▶ _Bloco de texto_
--------
Angela Merkel formou-se em Física, por isso, em seu entender, tudo deve ser claro e exacto. A física tem leis e a política tem regras. Assim que são definidas, as regras têm de ser obedecidas, segundo Merkel. Kohl era mais intuitivo e flexível.
Não fazia dieta e era um bon vivant. Apreciava um grand buffet. Aceitava tudo desde que comessem como ele – e com ele. Merkel diz a Portugal, à Espanha e à Grécia que regras são regras – mesmo que sejam dolorosas.
Seria possível uma relação privilegiada entre Merkel e Mikhail Gorbatchov como a que Kohl estabeleceu com o líder soviético? E a reacção de Kohl face à posição agressiva da Rússia na Ucrânia seria igual à de Merkel?
Merkel manteria uma relação cordial, mas não calorosa, com Gorbatchov. Quanto à agressão da Rússia na Ucrânia, Kohl teria telefonado a [Vladimir] Putin e dito: ‘Meu amigo, tens de acabar com este disparate.’ Merkel telefonou a Putin e disse-lhe, no seu sotaque da Alemanha de Leste: ‘Herr Putin, não quebre as regras.’ Putin [que foi espião do KGB em Dresden] respondeu-lhe, com o seu sotaque da Alemanha de Leste: ‘Sou eu que faço as regras!’
Os acontecimentos na URSS e na Europa de Leste em 1989 teriam sido possíveis se Putin, e não Gorbatchov, estivesse no poder em Moscovo naquele ano?
Se Putin governasse teria sido o desmancha-prazeres que Gorbatchov não foi. Talvez ele tivesse planeado um golpe militar contra si próprio como pretexto para retomar o poder e invadir a Europa de Leste. Putin alegaria, provavelmente, que o queda da União Soviética era uma conspiração pactuada num restaurante McDonald em Berlim Ocidental. Putin deixaria bem claro aos comunistas que não poderiam engolir este ‘big Mac’.
--------
▶ _Material fornecido_
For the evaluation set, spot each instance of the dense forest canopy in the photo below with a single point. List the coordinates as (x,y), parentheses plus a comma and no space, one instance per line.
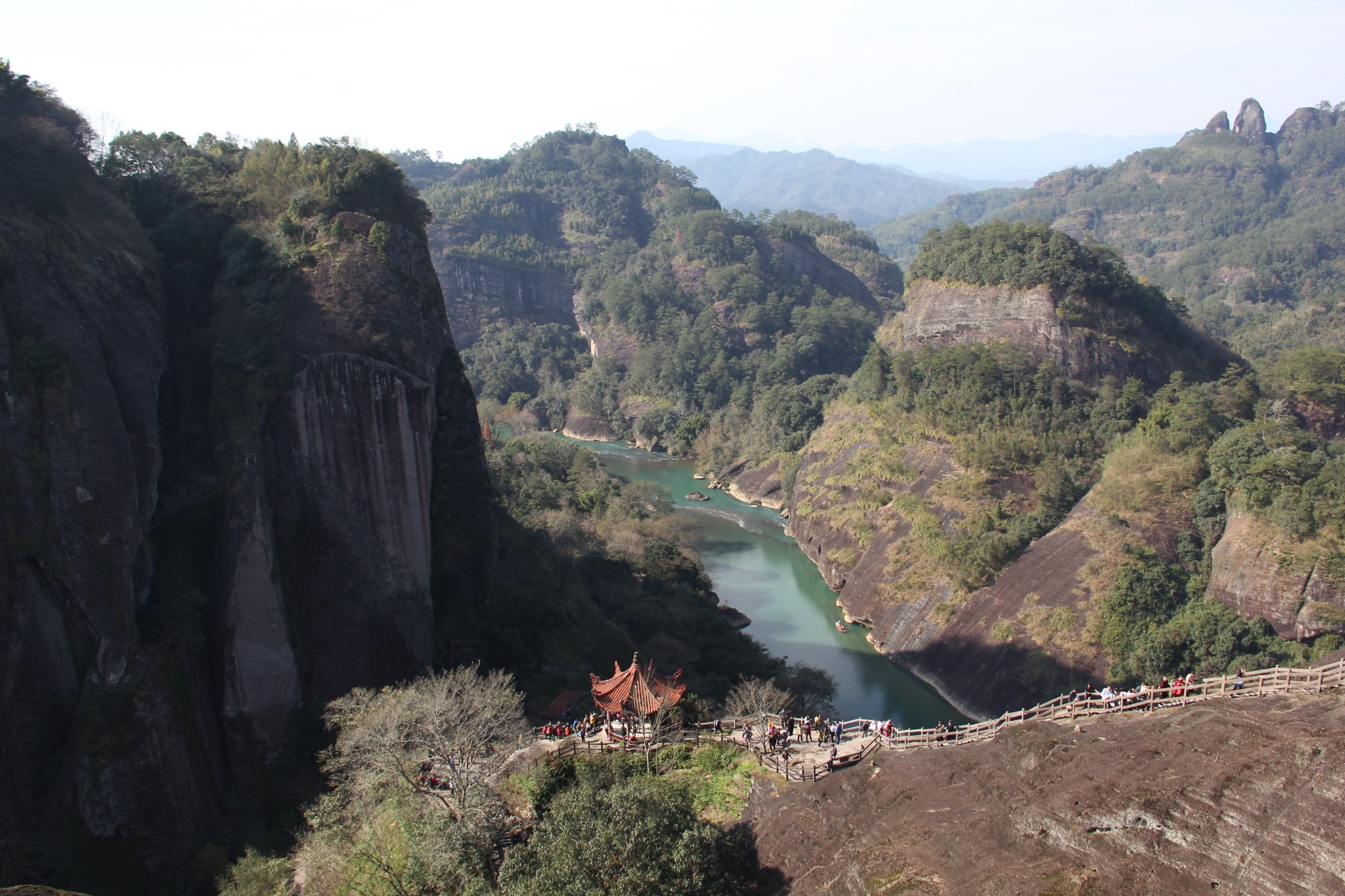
(730,313)
(1246,234)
--------
▶ _Ações a realizar_
**A)** Segundo o texto sobre Merkel e Kohl, em que área se formou Angela Merkel?
**B)** Devolva o trecho do texto sobre Merkel e Kohl que começa nas palavras "Se Putin governasse" e termina depois de "este ‘big Mac’.".

▶ _Respostas por tarefa_
**A)** Em Física.

**B)**
Se Putin governasse teria sido o desmancha-prazeres que Gorbatchov não foi. Talvez ele tivesse planeado um golpe militar contra si próprio como pretexto para retomar o poder e invadir a Europa de Leste. Putin alegaria, provavelmente, que o queda da União Soviética era uma conspiração pactuada num restaurante McDonald em Berlim Ocidental. Putin deixaria bem claro aos comunistas que não poderiam engolir este ‘big Mac’.